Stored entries
* * * * *

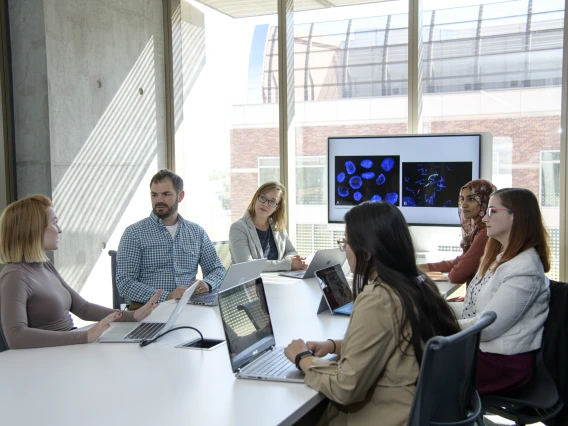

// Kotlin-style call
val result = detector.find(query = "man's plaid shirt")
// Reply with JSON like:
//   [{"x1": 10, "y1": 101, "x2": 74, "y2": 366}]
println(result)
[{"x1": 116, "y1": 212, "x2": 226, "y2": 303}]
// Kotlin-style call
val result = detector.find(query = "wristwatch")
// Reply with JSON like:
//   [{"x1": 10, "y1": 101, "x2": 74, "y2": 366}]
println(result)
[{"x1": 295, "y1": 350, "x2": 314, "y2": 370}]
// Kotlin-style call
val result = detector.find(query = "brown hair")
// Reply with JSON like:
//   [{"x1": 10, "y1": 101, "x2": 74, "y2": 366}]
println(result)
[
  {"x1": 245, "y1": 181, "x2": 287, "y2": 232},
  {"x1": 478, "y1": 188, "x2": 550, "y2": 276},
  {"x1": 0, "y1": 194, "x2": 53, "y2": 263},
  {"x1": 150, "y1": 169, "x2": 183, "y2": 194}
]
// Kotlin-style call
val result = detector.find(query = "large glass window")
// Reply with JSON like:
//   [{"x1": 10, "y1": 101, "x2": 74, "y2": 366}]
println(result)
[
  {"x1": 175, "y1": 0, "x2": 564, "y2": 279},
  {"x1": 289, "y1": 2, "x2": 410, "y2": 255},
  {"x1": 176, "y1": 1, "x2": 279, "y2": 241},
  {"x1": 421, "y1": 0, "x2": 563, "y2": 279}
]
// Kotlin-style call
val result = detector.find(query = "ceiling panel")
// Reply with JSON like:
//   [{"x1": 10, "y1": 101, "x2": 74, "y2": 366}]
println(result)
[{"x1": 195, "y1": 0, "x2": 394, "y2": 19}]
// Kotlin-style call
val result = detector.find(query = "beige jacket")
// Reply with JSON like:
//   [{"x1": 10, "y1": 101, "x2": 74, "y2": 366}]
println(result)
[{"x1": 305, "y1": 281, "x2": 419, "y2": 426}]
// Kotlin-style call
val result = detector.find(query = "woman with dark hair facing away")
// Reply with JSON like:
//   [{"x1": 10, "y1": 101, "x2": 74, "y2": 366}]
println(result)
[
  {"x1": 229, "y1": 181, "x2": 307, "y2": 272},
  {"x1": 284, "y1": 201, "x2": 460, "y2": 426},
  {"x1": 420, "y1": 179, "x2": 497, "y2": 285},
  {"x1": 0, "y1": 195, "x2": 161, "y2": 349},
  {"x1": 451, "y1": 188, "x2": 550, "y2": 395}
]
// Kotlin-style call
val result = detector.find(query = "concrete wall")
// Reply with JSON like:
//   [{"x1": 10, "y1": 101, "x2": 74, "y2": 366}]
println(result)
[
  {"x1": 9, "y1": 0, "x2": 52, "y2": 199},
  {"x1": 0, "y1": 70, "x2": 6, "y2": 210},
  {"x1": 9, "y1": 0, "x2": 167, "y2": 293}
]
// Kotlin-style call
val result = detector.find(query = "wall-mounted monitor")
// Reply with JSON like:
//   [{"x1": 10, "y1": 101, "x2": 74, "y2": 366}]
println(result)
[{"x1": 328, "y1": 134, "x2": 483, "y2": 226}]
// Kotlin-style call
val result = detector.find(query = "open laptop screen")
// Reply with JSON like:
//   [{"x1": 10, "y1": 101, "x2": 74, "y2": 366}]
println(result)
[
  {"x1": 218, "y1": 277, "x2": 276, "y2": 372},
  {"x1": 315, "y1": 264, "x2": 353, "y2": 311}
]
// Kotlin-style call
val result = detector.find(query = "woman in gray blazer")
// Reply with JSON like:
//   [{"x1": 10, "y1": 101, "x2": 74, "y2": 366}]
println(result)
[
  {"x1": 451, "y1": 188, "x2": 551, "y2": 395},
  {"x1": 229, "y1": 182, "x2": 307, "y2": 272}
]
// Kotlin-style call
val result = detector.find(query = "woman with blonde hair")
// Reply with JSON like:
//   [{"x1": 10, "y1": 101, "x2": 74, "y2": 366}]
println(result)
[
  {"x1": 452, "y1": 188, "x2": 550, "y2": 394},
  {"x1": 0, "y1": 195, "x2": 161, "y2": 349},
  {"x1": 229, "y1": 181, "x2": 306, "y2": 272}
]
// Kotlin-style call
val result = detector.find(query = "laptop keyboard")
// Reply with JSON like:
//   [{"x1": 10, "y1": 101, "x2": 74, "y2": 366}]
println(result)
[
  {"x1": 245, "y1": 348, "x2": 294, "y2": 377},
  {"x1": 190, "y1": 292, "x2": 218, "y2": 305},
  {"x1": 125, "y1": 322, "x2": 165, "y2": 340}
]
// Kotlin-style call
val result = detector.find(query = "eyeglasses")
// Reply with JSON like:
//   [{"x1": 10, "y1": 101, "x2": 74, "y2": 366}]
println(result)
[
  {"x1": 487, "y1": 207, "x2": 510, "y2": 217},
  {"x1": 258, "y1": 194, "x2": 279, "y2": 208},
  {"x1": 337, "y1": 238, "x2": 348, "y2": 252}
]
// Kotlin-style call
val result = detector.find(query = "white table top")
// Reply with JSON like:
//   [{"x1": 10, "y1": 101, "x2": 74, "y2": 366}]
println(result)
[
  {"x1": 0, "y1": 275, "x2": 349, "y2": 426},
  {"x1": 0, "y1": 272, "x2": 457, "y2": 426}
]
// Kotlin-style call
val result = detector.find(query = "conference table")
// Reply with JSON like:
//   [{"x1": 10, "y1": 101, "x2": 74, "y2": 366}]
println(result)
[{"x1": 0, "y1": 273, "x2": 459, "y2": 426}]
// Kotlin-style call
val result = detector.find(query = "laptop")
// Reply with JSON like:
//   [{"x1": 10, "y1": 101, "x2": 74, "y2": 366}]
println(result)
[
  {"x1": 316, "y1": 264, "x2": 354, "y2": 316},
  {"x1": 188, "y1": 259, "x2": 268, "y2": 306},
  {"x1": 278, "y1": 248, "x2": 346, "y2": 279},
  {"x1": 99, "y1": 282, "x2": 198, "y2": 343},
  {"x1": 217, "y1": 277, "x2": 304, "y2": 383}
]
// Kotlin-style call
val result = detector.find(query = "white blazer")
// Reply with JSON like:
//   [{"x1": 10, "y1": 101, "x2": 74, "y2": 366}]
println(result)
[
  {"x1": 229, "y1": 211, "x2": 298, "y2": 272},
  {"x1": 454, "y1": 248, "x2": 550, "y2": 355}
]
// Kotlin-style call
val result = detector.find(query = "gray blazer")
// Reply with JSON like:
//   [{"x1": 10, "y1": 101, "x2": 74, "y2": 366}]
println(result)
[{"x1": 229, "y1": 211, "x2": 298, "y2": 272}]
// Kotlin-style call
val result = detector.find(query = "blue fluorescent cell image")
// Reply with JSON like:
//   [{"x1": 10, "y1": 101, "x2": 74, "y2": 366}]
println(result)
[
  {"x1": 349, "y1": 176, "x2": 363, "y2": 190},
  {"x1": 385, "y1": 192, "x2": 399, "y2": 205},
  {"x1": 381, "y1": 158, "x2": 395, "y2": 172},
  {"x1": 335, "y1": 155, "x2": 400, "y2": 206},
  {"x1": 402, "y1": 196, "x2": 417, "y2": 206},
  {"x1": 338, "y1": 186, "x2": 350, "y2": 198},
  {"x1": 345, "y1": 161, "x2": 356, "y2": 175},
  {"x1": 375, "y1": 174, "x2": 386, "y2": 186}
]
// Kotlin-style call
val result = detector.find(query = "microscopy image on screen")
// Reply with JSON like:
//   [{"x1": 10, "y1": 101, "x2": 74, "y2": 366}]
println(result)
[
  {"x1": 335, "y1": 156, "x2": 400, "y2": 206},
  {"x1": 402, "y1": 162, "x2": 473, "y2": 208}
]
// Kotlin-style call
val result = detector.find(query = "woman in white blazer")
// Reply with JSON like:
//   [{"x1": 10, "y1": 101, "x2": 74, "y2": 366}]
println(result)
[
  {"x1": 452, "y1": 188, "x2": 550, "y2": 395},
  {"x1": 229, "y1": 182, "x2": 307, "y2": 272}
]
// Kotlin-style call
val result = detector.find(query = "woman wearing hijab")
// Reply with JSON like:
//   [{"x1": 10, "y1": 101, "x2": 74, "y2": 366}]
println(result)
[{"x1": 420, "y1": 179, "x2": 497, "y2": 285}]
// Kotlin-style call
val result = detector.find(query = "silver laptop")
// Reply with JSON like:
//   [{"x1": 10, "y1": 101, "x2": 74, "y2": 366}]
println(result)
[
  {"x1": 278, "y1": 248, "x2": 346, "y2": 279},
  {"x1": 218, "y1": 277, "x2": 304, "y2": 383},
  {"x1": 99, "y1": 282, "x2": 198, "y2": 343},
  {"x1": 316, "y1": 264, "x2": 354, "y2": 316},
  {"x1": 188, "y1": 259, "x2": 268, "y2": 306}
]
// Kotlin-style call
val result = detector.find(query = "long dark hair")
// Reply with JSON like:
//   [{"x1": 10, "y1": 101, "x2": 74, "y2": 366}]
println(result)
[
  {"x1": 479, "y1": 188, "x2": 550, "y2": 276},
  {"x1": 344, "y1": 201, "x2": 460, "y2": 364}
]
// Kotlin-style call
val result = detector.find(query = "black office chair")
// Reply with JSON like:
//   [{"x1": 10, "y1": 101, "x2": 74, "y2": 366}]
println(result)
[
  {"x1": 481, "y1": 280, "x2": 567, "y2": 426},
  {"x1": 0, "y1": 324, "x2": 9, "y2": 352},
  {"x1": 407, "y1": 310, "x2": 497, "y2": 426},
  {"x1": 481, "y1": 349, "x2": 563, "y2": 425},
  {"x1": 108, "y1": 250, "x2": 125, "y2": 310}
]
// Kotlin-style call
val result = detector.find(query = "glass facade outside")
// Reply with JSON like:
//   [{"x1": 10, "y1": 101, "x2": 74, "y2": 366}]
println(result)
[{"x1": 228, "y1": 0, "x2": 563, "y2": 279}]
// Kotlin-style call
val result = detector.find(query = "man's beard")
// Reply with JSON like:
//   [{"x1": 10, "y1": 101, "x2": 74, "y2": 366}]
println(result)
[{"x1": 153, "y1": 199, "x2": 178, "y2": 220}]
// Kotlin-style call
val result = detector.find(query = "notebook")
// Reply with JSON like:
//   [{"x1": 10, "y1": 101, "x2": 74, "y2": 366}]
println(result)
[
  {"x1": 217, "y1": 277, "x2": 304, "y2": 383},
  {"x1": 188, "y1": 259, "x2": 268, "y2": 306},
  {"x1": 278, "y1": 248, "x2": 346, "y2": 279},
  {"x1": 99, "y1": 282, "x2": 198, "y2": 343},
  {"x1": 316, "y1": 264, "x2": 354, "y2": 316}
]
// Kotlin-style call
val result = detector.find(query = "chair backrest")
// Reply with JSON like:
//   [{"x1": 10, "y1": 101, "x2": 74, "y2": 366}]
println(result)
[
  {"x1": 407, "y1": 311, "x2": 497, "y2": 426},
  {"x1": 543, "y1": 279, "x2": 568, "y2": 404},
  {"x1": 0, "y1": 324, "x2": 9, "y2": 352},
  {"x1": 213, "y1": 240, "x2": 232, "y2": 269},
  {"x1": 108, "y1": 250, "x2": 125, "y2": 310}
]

* * * * *

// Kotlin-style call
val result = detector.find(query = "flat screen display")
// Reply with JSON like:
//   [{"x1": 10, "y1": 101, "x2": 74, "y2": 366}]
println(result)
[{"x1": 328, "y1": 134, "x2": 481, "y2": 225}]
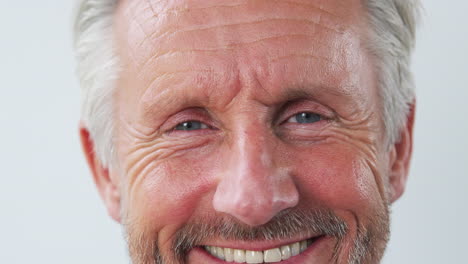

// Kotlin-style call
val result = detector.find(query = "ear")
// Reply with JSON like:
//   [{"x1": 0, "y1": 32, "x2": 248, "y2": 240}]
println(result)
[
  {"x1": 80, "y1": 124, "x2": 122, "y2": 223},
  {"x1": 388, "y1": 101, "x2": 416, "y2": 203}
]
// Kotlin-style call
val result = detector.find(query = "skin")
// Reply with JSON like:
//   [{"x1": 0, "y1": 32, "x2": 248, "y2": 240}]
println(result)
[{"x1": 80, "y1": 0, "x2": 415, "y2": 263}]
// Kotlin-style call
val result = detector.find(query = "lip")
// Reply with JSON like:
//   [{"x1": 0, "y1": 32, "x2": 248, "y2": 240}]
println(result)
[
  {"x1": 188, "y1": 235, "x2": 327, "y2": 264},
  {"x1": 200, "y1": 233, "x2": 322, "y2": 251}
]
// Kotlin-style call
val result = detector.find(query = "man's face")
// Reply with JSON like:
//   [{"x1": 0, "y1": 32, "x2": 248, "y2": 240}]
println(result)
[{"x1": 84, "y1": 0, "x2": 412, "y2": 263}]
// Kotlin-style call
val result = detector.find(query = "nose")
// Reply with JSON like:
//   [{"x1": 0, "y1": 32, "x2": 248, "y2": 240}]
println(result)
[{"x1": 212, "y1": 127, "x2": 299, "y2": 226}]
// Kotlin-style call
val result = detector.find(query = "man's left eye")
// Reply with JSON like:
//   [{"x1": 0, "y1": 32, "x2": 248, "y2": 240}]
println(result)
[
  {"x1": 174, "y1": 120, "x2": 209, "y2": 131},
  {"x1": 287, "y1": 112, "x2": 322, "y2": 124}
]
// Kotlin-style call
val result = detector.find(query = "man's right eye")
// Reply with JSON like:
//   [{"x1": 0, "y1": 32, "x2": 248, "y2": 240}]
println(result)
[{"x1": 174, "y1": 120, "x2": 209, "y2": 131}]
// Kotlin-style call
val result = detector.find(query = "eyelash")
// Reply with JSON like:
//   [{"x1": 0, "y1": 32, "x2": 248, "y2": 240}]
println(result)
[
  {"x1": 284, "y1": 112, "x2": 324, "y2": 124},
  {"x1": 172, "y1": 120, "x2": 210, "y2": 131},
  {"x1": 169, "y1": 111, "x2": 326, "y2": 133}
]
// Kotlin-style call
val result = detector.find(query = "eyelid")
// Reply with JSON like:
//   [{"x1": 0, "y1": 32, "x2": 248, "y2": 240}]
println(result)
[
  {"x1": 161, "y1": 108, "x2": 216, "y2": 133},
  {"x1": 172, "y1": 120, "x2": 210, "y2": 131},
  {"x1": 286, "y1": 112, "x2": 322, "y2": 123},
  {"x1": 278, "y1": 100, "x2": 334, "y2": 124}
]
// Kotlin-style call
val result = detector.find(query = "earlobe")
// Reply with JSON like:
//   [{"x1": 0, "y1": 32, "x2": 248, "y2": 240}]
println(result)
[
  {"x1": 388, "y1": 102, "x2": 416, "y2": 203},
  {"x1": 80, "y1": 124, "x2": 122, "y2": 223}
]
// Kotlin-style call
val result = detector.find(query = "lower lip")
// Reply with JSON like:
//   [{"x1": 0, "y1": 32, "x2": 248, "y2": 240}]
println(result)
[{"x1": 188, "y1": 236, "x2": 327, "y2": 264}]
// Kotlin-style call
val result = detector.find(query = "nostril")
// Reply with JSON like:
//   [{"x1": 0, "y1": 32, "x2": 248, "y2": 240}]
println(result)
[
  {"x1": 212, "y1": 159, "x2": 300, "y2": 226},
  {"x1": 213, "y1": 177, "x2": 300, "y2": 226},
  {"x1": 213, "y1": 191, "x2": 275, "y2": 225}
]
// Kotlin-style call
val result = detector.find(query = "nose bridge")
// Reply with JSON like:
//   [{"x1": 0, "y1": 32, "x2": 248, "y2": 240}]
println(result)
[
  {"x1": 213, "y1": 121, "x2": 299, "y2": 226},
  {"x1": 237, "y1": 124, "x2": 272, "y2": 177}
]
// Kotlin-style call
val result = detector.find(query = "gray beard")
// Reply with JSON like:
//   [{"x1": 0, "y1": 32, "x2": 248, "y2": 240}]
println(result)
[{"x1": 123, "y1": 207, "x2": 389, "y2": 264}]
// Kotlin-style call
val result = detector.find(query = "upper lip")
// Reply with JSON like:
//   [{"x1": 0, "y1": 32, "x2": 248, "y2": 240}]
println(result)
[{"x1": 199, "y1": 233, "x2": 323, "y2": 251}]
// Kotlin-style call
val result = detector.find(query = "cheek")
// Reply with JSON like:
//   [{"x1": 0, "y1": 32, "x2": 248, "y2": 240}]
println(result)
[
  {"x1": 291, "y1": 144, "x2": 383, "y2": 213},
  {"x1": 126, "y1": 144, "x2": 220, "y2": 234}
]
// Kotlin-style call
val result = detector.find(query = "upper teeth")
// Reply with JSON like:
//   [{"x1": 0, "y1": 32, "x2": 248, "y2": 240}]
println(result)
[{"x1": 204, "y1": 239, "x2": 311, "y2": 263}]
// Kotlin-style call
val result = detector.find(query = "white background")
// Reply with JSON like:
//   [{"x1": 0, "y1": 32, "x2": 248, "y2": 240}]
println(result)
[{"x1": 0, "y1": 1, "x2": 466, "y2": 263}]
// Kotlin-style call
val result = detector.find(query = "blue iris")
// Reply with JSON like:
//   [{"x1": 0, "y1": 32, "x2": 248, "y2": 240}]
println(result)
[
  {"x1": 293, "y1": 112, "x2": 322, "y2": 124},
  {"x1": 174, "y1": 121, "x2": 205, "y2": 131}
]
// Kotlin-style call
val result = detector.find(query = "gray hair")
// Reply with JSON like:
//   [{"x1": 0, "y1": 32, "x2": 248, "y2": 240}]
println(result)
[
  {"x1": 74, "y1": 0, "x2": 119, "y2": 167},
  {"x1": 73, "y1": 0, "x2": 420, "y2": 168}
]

* * * * *

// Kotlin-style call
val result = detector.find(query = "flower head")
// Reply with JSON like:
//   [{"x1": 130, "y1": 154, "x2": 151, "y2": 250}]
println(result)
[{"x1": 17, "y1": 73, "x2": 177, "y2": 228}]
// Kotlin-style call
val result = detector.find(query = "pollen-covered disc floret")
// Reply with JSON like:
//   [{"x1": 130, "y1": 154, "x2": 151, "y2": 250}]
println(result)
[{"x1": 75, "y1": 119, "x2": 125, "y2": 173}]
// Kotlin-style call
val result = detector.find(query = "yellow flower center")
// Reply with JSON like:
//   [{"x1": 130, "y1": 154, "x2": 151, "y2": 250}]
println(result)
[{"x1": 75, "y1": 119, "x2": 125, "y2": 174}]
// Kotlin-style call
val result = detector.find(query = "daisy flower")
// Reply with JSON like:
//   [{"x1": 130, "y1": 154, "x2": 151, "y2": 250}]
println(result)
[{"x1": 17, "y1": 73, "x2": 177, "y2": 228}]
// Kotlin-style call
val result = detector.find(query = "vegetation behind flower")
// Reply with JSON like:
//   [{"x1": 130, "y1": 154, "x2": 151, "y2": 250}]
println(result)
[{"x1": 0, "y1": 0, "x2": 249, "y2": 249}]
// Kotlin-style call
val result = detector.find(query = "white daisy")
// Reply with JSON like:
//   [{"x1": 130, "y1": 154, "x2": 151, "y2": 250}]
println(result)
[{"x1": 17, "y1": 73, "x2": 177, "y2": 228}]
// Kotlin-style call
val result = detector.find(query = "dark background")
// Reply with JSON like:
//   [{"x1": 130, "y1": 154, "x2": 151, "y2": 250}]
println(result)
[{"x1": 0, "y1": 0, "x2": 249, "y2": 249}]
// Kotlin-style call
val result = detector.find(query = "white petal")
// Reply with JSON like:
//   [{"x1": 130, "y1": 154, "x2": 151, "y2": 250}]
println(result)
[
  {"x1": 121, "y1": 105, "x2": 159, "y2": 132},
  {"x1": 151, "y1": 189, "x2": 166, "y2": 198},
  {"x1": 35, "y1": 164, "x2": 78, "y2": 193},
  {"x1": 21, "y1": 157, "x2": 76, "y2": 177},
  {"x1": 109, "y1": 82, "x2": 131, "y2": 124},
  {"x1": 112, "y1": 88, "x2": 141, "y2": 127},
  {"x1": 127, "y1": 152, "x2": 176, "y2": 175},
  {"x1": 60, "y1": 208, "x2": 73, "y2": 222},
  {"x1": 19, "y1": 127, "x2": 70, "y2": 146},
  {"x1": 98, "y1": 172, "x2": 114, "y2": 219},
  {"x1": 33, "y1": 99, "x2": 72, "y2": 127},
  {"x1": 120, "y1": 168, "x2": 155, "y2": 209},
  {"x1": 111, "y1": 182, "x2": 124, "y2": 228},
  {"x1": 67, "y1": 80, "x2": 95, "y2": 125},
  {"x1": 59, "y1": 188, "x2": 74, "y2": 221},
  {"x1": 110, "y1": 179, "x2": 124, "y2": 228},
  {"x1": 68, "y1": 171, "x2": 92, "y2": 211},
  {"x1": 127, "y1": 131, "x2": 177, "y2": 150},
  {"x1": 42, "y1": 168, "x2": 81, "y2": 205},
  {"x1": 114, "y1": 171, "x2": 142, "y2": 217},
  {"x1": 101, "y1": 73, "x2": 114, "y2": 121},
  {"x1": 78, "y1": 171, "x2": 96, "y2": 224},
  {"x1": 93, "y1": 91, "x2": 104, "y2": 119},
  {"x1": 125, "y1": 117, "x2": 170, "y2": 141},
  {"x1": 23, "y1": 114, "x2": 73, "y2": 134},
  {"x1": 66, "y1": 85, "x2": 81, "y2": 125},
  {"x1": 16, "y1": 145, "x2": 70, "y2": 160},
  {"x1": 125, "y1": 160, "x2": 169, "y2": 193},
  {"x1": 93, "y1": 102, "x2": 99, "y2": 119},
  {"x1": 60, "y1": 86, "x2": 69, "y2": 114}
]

* * * * *

How to complete this task:
Show each line of the data that contains the string "dark".

Completed task:
val result = detector.find(query = "woman with dark hair facing away")
val result = detector.find(query = "long dark hair")
val result = detector.find(query = "dark background")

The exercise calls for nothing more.